=== Assignment ===
Give the records again. Keep them exact and leave out the images.

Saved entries

========================================

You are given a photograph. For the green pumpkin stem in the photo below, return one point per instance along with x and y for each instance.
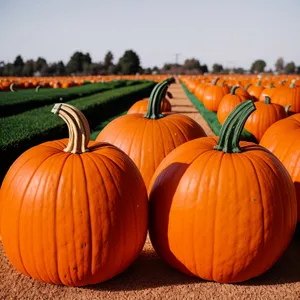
(287, 109)
(267, 100)
(233, 89)
(230, 132)
(154, 104)
(214, 82)
(293, 83)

========================================

=== Solution to this problem ===
You are given a photograph. For the green pumpkin stem in the photo below, return one point per instance along with x and y for each instance.
(287, 109)
(267, 100)
(233, 89)
(230, 132)
(154, 104)
(214, 82)
(293, 83)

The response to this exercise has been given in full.